### Materials provided

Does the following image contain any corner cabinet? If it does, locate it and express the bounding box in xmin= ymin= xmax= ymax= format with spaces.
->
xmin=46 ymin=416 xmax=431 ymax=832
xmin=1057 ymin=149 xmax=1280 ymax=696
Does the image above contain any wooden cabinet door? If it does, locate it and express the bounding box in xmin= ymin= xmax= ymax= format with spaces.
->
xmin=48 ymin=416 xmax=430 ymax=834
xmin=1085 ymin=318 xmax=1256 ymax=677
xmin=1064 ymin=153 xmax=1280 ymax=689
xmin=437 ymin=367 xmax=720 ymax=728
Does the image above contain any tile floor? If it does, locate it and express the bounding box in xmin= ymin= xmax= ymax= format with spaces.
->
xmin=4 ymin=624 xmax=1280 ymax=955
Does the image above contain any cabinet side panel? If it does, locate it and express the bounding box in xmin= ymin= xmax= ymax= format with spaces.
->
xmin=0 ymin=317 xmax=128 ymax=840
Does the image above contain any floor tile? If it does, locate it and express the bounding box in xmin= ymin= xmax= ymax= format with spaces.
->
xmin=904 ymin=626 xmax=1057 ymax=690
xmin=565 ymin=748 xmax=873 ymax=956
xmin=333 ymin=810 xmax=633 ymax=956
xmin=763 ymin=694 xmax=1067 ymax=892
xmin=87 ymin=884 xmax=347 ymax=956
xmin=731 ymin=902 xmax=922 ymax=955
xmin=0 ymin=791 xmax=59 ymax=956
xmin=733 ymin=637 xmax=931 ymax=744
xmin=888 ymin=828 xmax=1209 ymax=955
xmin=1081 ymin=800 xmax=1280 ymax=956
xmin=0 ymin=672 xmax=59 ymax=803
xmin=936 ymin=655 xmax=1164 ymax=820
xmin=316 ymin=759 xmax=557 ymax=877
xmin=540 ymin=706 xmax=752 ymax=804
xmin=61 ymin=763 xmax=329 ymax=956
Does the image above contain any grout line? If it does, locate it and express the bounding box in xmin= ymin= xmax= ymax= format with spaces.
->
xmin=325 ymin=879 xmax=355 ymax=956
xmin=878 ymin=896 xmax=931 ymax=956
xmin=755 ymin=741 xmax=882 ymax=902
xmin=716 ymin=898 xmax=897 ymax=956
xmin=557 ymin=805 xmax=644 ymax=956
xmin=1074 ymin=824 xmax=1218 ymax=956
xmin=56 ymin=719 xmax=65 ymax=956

### Exercise
Copy out all of the material, word for word.

### Answer space
Does the following image contain any corner cabinet? If it does, locate it and express the bounding box in xmin= ymin= xmax= ymax= format with spaces.
->
xmin=46 ymin=416 xmax=431 ymax=832
xmin=1057 ymin=149 xmax=1280 ymax=696
Does the image above contain any wooden cabinet door? If it does, locate it and express the bounding box in xmin= ymin= xmax= ymax= format with spaces.
->
xmin=48 ymin=416 xmax=430 ymax=834
xmin=1085 ymin=318 xmax=1256 ymax=677
xmin=1064 ymin=153 xmax=1280 ymax=689
xmin=437 ymin=367 xmax=720 ymax=728
Does the image above contain any tile floor? If it does, locate it and express the bounding box in xmin= ymin= xmax= ymax= format with spaces.
->
xmin=4 ymin=624 xmax=1280 ymax=955
Does the image above contain any cabinet side panel? If it does, locate it and express the bounding box in xmin= ymin= xmax= ymax= format with spaces.
->
xmin=0 ymin=317 xmax=128 ymax=840
Does the image above contain any floor tile? If it does, locate it and express the bounding box in xmin= ymin= xmax= ymax= format with spaces.
->
xmin=904 ymin=626 xmax=1057 ymax=690
xmin=565 ymin=748 xmax=873 ymax=956
xmin=333 ymin=810 xmax=633 ymax=956
xmin=763 ymin=694 xmax=1067 ymax=892
xmin=87 ymin=884 xmax=347 ymax=956
xmin=731 ymin=902 xmax=922 ymax=955
xmin=0 ymin=791 xmax=59 ymax=956
xmin=733 ymin=637 xmax=931 ymax=744
xmin=888 ymin=828 xmax=1209 ymax=955
xmin=1081 ymin=800 xmax=1280 ymax=956
xmin=0 ymin=672 xmax=59 ymax=803
xmin=936 ymin=655 xmax=1164 ymax=820
xmin=316 ymin=759 xmax=557 ymax=877
xmin=540 ymin=706 xmax=752 ymax=804
xmin=61 ymin=763 xmax=329 ymax=956
Does the image above contain any grout line? If it does, locate it and express the bounding box in xmin= ymin= xmax= ymax= format with spaces.
->
xmin=325 ymin=879 xmax=355 ymax=956
xmin=878 ymin=896 xmax=931 ymax=956
xmin=755 ymin=741 xmax=882 ymax=902
xmin=716 ymin=898 xmax=897 ymax=956
xmin=557 ymin=805 xmax=644 ymax=956
xmin=1074 ymin=824 xmax=1218 ymax=956
xmin=56 ymin=719 xmax=65 ymax=956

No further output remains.